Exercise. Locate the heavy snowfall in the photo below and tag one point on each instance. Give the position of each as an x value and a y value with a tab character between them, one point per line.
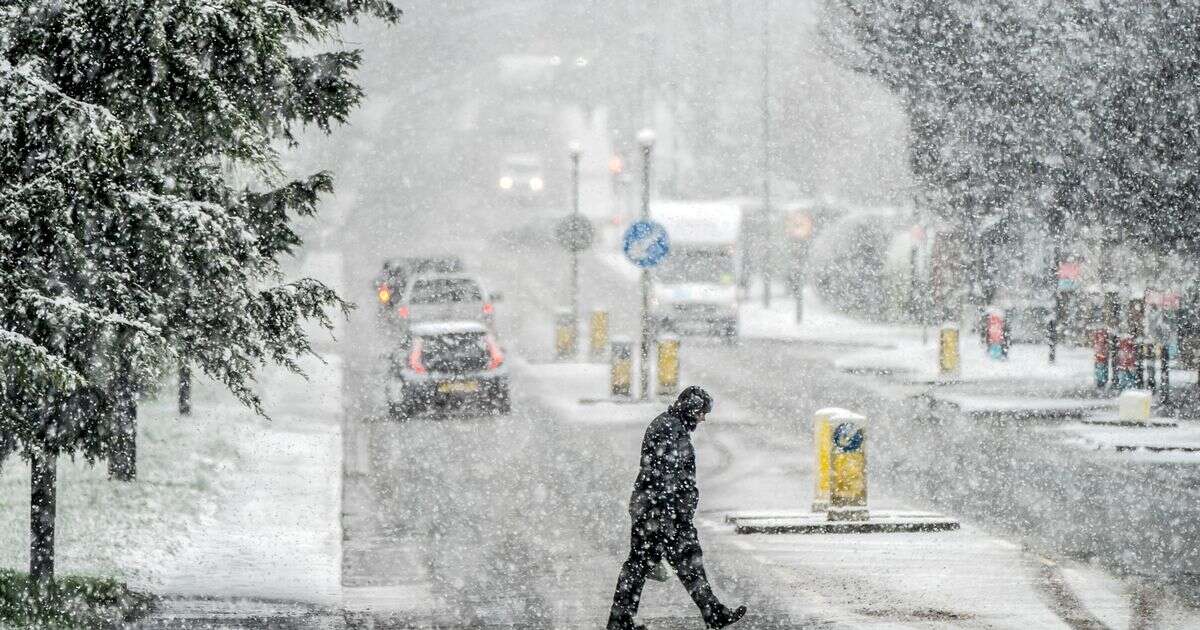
559	315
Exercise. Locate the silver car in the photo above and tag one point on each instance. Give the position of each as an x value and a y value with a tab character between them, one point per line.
447	298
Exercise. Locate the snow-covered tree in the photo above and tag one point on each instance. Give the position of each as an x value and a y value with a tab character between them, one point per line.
1068	114
127	244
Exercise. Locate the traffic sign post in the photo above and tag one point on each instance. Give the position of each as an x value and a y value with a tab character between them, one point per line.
646	244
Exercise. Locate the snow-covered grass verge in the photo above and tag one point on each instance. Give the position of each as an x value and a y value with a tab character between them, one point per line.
226	503
70	601
126	529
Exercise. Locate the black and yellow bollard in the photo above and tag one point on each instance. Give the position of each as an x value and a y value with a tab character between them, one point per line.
669	365
621	367
564	335
822	441
599	334
948	351
847	468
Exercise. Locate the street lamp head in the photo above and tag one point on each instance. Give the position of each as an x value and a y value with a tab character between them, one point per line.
646	138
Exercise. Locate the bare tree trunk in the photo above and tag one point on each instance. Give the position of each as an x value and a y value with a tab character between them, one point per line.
123	460
43	472
185	389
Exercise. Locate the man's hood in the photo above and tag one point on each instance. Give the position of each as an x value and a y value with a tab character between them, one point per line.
689	423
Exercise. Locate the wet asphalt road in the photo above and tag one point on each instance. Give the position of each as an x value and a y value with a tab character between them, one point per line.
472	521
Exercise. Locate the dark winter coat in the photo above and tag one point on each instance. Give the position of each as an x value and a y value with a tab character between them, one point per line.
665	493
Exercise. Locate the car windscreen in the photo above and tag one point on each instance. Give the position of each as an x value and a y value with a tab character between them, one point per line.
696	265
455	352
441	291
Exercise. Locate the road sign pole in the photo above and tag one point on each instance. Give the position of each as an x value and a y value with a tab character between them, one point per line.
575	255
646	139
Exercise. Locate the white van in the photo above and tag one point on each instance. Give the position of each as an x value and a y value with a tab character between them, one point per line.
694	289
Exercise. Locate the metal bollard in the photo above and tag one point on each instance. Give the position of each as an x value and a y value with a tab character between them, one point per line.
1133	407
599	334
1101	355
1127	363
822	442
669	365
847	468
948	351
564	334
621	367
1150	366
995	334
1165	373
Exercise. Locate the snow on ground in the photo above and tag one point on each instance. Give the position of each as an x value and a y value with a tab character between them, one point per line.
856	579
1168	444
126	529
275	533
906	351
226	503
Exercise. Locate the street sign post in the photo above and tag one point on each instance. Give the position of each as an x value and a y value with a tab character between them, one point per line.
574	233
646	244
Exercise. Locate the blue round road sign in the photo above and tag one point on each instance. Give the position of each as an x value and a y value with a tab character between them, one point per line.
646	244
847	437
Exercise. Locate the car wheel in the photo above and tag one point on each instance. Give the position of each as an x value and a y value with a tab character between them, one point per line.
501	403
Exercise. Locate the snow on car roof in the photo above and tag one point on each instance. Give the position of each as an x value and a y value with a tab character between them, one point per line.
447	328
699	221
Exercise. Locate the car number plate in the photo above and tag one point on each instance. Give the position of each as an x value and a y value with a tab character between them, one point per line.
457	387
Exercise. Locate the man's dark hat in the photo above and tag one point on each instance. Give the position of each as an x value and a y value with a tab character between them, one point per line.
693	401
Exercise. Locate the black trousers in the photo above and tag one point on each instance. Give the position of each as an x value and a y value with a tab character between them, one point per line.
652	540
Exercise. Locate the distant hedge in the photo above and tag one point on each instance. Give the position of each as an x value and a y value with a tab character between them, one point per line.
70	601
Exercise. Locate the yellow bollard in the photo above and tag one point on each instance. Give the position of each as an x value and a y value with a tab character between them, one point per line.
948	351
669	365
822	441
621	367
847	468
564	335
599	334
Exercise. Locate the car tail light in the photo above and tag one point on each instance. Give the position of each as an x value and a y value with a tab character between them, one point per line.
414	359
496	354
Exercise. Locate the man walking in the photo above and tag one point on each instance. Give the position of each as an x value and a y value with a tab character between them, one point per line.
661	508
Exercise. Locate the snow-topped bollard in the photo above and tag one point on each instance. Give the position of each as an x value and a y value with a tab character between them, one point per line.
669	365
822	443
1127	363
847	468
1101	355
948	351
839	502
996	334
599	334
621	367
564	334
1133	407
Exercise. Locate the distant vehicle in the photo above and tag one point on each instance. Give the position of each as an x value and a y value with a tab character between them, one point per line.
521	175
391	281
694	289
444	298
448	364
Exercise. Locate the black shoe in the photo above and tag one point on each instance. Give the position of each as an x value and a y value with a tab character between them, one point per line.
725	617
624	624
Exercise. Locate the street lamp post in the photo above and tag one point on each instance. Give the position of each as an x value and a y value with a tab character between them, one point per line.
646	141
766	154
576	150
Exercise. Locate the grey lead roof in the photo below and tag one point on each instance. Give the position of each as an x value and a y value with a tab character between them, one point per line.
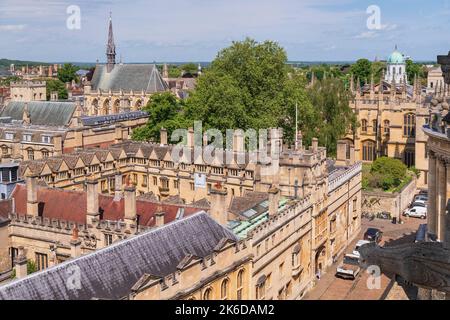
110	273
127	77
49	113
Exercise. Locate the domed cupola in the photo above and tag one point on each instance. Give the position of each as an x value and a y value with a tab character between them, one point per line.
396	67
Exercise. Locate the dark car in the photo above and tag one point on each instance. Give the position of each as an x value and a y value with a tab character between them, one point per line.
373	235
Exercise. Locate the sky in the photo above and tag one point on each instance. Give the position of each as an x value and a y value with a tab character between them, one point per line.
195	30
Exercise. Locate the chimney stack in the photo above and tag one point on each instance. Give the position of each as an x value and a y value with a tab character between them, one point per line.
32	201
163	136
75	243
21	264
274	200
92	200
159	217
190	138
315	144
341	154
117	186
130	205
238	141
218	210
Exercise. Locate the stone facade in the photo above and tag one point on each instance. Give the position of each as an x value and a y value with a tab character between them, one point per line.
394	203
28	91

■ WHAT YOU WILL DO ■
Could you please write out the entries exactly as they are, with every picture left out?

■ OUTPUT BELOW ■
Exercise. Locate the heavy snowfall in the photo below and tag one point on each instance. Give the position of each as an x value and a y value with a tab character between them, one point per line.
559	315
Exercise. Locate the silver car in the photo above and tag one point on each instance. Give the position of each as an x value and a y value with a tab character between them, one point per line.
447	298
Exercise. Locate the snow-covered tree in the photo above and tag one point on each instance. Give the position of each as an x value and a y value with a tab character between them, one point per line.
1068	114
127	244
Exercise. Locate the traffic sign post in the photo above and tag one point on each instance. Give the position of each as an x value and a y value with a tab character between them, one point per line.
646	244
Exercise. Locate the snow-covered grass verge in the photo above and tag one point on each instance. Give the position of each as an x value and a y value with a tab character between them, one point per line.
226	503
70	601
126	529
Exercise. Locate the black and yellow bollard in the photo above and tag one point on each instance. Give the position of each as an x value and a y value with a tab character between them, one point per line.
669	365
621	367
564	335
822	441
599	334
948	351
847	468
Exercise. Locate the street lamp head in the photo above and tag one point on each instance. Give the position of each as an x value and a y value with a tab character between them, one point per line.
646	138
Exercise. Locate the bare tree trunk in the photo above and tag one point on each instance. Give the position of each as an x value and a y value with a tab character between them, one point per line.
123	460
43	472
185	389
Exercise. Locate the man's hood in the photo above and tag one point on each instance. Give the position of each as an x value and a y value with a tab character between them, one point per line.
689	423
Exercise. Locate the wet asphalt road in the photo above and tag one point on each instance. Give the position of each as an x value and a y value with a tab character between them, one point per line.
472	521
Exercise. Locate the dark winter coat in the photo above and tag one point on each instance. Give the position of each as an x value and a y value with a tab character between them, one point per line.
665	493
Exercise. Locate the car windscreen in the photo above and tag one point on each instance. Give the position of each as an x value and a y value with a tab character between them, one point per line.
696	265
455	352
441	291
Exercise. Locate the road sign pole in the photo above and tag one point on each instance. Give the position of each as an x value and a y value with a tab character between them, one point per line.
575	255
646	139
Exercise. Locate the white van in the photo above and tag one point on each instance. Give the position of each as an x value and a y value with a tab character between them, one point per line.
694	289
Exercise. Locate the metal bollard in the photo above and tag one point on each instance. Give the position of each as an x value and a y value with a tab character between them, one point per line.
1133	407
599	334
1101	355
1127	363
822	442
669	365
847	468
948	351
564	334
621	367
1150	366
995	334
1165	373
Exercise. Locate the snow on ground in the photo above and tag one point on each instance. Give the position of each as an x value and a y value with a tab character between them, one point per line.
856	579
1168	444
126	529
275	533
906	351
226	503
Exercise. Locate the street sign post in the photo above and tag one point on each instance. Give the position of each as an x value and a y value with a tab character between them, one point per line.
574	233
646	244
Exercise. Locate the blue round road sign in the photo above and tag one point on each instance. Give the position of each as an x value and a y value with a tab character between them, one point per line.
646	244
847	437
Exercise. Locate the car wheel in the photo above and tag one point on each instance. Give the position of each as an x value and a y value with a tab character between them, one point per line.
501	403
Exercise. Locate the snow on car roof in the photo above and tag one point on each instance. Give the position of each as an x value and a y value with a tab character between them, one point per line.
447	328
699	221
Exercise. Locate the car number plate in the photo above and tag one point on each instance. Give the position of each as an x value and a y value with a tab character between them, one point per line.
457	387
Exercise. Locate the man's dark hat in the photo above and tag one point on each instance. Give the position of each as an x value and a y value with a tab character between them, one point per line.
693	401
Exercise. Locate the black trousers in the photo above and tag one point on each instance. Give the position of each as an x value and a y value with a tab character between them, one point per line.
652	540
Exercise. Locate the distant hedge in the photo above and tag one point on each instance. Give the position of each as an x value and a y value with a tab character between them, one point per line.
70	601
Exercise. Locate the yellow bollard in the photo above and tag one point on each instance. Give the position of each as an x value and a y value with a tab character between them, one point per line.
948	351
669	365
822	441
621	367
847	468
564	335
599	334
Exercise. Locate the car tail light in the photo above and tag one point on each instance. Give the position of each as an x value and a y value with a tab character between them, one point per line.
414	359
496	354
Exercise. Locate the man walking in the photo above and tag one point on each instance. Give the position of each as an x value and a y value with a tab character between them, one point per line.
661	508
Exercise. Locate the snow-topped bollard in the photo above and tag one point on each instance. Give the position of each as an x value and a y value with a tab character between them, one point per line.
669	365
822	443
1127	363
847	468
1101	355
948	351
839	502
996	334
599	334
621	367
564	334
1133	407
Exercise. Locate the distant vehicle in the photo above and tag one point on each instance. Give the position of each as an x value and a y value with a tab character between them, one point per line.
521	175
391	281
694	289
444	298
448	364
Exercise. Locate the black shoe in the photo above and tag one point on each instance. Give the position of each as an x value and a y value with a tab character between them, one point per line.
725	617
624	624
Exercise. Locate the street lamp post in the photo above and tag one point on each instance. Give the position of each as an x value and a y value with a tab character between them, one point per line.
646	141
766	154
576	150
Exercise. Locate the grey lead roof in the photo below and tag one point on each instance. Give the position of each as an x value and a y value with a tab character between them, one point per line.
110	273
127	77
49	113
Exercise. Locate the domed cupola in the photo above and tag one point on each instance. Give the position of each as an x value and a y value with a tab character between them, one point per line.
396	67
Exercise. Locate the dark car in the photo above and tag one point on each instance. Give the position of each as an x value and a y value with a tab character between them, one point per line.
373	235
Exercise. Locate the sky in the photo above and tag one point on each instance. Give the position of each as an x value and a y value with a tab character between them, one point per line.
195	30
Exercise. Locate the chimney stack in the photo above and tag one point on each instance. Give the position of each as an x value and a y value with a tab character between them, one point per line.
32	201
163	136
75	243
21	264
274	200
92	200
159	217
190	138
315	144
341	154
117	186
130	205
238	141
218	210
Exercise. Locate the stone facade in the photo above and tag one point on each instance. Give the position of each as an x value and a y value with a tab character between them, one point per line.
394	203
28	91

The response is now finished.